Textauszug:
+-------+

Ja. Es entsteht eine Eigendynamik, die zwar nicht völlig weggeht von dem Konzept, aber andere Wege geht. Bis ich an eine Stelle gelange, wo es wieder so weiterläuft, wie konzipiert. Das ist beim Romanschreiben die größte Kunst überhaupt: die Integration von Dramaturgie und Psychologie.
Schreiben Sie ein Exposé für die Protagonisten?
Ich nenne das ganz altmodisch Dramatis Personae. Im Drehbuchbereich spricht man von Psychogramm. Ich notiere mir Dinge wie äußere Erscheinung, mögliche Ticks, Ängste, Gebrechen, Traumata, damit ich diese Figuren möglichst kenne wie persönliche Bekannte.
Aus welcher Perspektive schreiben Sie?
Ich schreibe multiperspektivisch. Erzähle ein Kapitel immer ganz aus der Sicht einer Person, und zwar der Person, für die jetzt das Entscheidende passiert. Sie ist nicht die treibende Kraft, sondern die, der etwas entgegenwirkt. Ein kleiner Handlungsbogen: Eine Person ist unterwegs, um X zu erreichen, und – bums! – kommt etwas dazwischen. Das, was im Großen passiert, muss auch in jeder kleinen Szene da sein. Jedes Kapitel hat seinen Handlungsbogen. Deshalb schreibe ich immer aus der Perspektive der Figur, für die es am spannendsten ist.
Neben der spannenden Handlung gelingt es Ihnen aber auch in besonderer Weise, den Zeitgeist, das Wesentliche der Epoche zu zeigen.
Ja, aber Spannung und Handlung gehen für mich nur zusammen. Ich hasse es als Leser, wenn ich erst fünf Seiten Beschreibung lese. Ich versuche von Anfang an jede Beschreibung, jede Situation von Lebenswirklichkeit mit einer dramaturgischen Funktion zu verknüpfen. So wird der Leser schnellstmöglich in die Seelenlage der Protagonisten und ihre Zielsetzung geführt. Gleichzeitig deute ich an, auf welche Widerstände die Protagonisten stoßen können, sodass der Leser weiß, was ihn in der Geschichte erwartet.

+-------+

Vorliegendes Material:
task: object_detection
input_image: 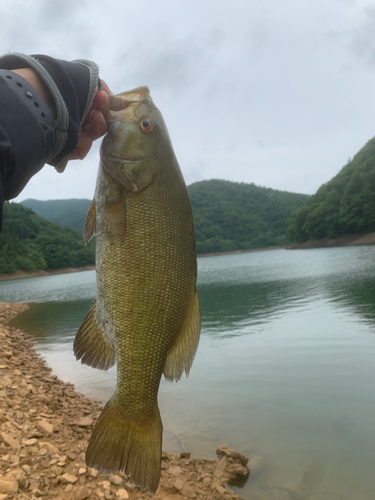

+-------+

Aufgabenstellung:
• a. Welcher Begriff ist laut dem Interview über das Romanschreiben im Drehbuchbereich für die Notizen zu den Figuren üblich?
• b. Nenne alle Dinge, die sich die befragte Person im Interview über das Romanschreiben zu ihren Figuren notiert.
• c. Führe das Interview über das Romanschreiben im Anschluss an seinen letzten Satz weiter.

Antworten in Reihenfolge:
• a. Psychogramm.

• b. äußere Erscheinung, mögliche Ticks, Ängste, Gebrechen, Traumata

• c.
Spielen Muster wie die Heldenreise für Sie eine Rolle?
Nein. Es ist kein Zufall, wenn es immer drei oder fünf Akte gibt, letztendlich bezieht sich alles auf Aristoteles’ Poetik, und die hat er nicht entwickelt, weil ein Roman oder Drama so gut funktionieren würde, sondern weil diese Gliederung – meine ich – der menschlichen Wahrnehmung entspricht. Wesentlich sind immer vier Fragen:
1. Wer ist der Held?
2. Was ist sein Ziel?
3. Welches Hindernis, stellt sich ihm auf dem Weg zu diesem Ziel entgegen?
4. Wie geht er damit um, damit er trotzdem das Ziel erreicht?
Das gilt für das eigene Leben, für jedes Projekt im Leben, und das gilt auch für Dramaturgie. Damit komme ich blendend hin und brauche keine Heldenreise. So ein Schema kann hilfreich sein, aber auch gefährlich, wenn es nämlich dazu verleitet, nach Schema F zu schreiben. Ich versuche einfach, die Geschichte so spannend wie möglich aufzubauen.
Was macht Ihre Romanfiguren für uns heute noch so interessant?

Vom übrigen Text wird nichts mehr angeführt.